--- Start of SUPPLIED RECORDS ---

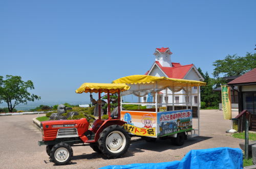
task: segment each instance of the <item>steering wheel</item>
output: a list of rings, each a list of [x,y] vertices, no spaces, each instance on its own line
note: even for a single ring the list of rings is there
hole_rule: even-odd
[[[90,120],[91,119],[96,120],[96,119],[94,118],[94,117],[91,117],[87,114],[84,114],[84,116],[86,116],[87,118],[88,118],[89,120]]]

--- End of SUPPLIED RECORDS ---

* GOAL OF THE EXERCISE:
Rewrite the material, replacing "steering wheel" with "dashboard" and leaving everything else unchanged. Omit the pictures.

* CORRECT ANSWER:
task: segment each instance of the <item>dashboard</item>
output: a list of rings, each a list of [x,y] vertices, no spaces, each instance on its own line
note: even for a single ring the list of rings is there
hole_rule: even-odd
[[[90,120],[91,119],[96,120],[96,119],[94,118],[94,117],[91,117],[87,114],[84,114],[84,116],[86,116],[87,118],[88,118],[89,120]]]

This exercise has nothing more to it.